[Stored data entries]
════════════════

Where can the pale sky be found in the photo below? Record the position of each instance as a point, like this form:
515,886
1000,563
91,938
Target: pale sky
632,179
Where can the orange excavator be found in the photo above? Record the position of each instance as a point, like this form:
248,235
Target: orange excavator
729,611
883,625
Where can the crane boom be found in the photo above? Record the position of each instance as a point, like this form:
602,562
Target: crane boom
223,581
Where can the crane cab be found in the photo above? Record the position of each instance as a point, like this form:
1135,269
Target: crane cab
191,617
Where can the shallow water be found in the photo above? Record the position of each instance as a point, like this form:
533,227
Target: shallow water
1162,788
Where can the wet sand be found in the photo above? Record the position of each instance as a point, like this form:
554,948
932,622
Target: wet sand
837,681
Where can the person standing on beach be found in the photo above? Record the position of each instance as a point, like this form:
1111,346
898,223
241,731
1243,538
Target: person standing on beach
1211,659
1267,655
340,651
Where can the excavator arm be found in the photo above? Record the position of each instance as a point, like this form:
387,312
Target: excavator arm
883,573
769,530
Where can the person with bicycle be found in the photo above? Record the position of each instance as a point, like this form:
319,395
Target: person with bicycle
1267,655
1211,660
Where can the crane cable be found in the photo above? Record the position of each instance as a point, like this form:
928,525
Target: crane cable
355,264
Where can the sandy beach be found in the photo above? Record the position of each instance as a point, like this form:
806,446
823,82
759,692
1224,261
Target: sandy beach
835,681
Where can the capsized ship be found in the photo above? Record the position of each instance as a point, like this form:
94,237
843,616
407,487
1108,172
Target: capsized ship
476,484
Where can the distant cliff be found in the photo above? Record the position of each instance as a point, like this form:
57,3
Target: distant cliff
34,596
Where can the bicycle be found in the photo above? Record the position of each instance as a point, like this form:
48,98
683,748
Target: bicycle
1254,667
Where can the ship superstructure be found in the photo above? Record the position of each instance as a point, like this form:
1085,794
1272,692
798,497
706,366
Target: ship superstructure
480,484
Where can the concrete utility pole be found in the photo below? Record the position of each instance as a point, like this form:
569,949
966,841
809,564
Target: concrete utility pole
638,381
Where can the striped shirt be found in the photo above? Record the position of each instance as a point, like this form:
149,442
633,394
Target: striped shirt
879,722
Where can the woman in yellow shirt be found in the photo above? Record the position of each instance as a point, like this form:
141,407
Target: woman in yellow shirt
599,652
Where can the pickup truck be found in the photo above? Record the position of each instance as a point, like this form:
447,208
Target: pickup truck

════════════════

Work task: Extract the full set of entries word for word.

Output for this task:
Where can the pale sky be found in the photo below? Record the position of each instance as a point, like this form:
515,886
1000,563
91,938
Target: pale sky
632,179
Where can the orange excavator be found in the photo above? Record the position of each instance as a point, like this form:
248,235
Target: orange excavator
729,611
883,625
Where can the crane boom be found in the photo above? Record the position of each instance as a point, like this form:
602,562
Target: crane boom
223,581
Where can the crane cab be found in the photo above? Record the position of each instance as a point, like this form:
1135,269
Target: crane cab
191,617
Where can the shallow water be found in the photo above? Record the position of each instance as a point, like this form:
533,227
Target: shallow water
1162,788
Where can the wet sand be found in the photo above? Record the position of each instance as a point, like this form:
554,948
932,622
Target: wet sand
837,681
Where can the person standing on beach be found in the photo above? Record the position of each instance as a point, like this form:
1111,346
898,223
241,731
1243,538
Target: person standing on beach
1211,659
1267,655
340,651
Where can the excavator arm be found in the photo above? Record the position of each instance as a point, like this form:
387,312
Target: excavator arm
883,573
769,530
Where can the person with bicycle be found in the photo above? Record the position of each instance as a point, like this form:
319,395
Target: person with bicycle
1267,655
1211,660
Where can the crane cable be found in the photo above? Record the position of each instance as a point, like this form:
928,525
Target: crane cable
355,264
Where can the sandy beach be found in the photo above? Record the position of each instance as a point, like this form:
806,446
823,82
759,692
1224,261
Target: sandy beach
835,681
Where can the capsized ship be found in the photo above? Record the position of each instance as a point, like this form:
94,237
843,616
407,487
1108,172
Target: capsized ship
476,484
Where can the distant cliff be found in the photo above? Record the position of each instance as a point, like this form:
57,3
Target: distant cliff
34,596
Where can the bicycle be found in the photo above? Record the position of each instance as a point, like this form:
48,98
683,748
Target: bicycle
1254,667
Where can the ship superstructure be found in the photo above? Record the position of each instance as a point, like this form:
1085,794
1272,692
798,497
706,366
Target: ship superstructure
480,484
Where can the concrete utility pole be found in the photo below? Record the position of each instance as a point, like this form:
569,949
966,841
809,564
Target: concrete utility pole
638,381
Where can the striped shirt be found in the photo above? Record the position of each instance as a point, like this form:
149,442
633,394
Target: striped shirt
879,722
Where can the woman in yellow shirt be found in the photo above? Record the position of each instance as a point, like this form:
141,407
Target: woman in yellow shirt
599,652
Where can the pickup truck be found in the photo above? Record the position of each instance as a point, like this form:
447,208
Target: pickup truck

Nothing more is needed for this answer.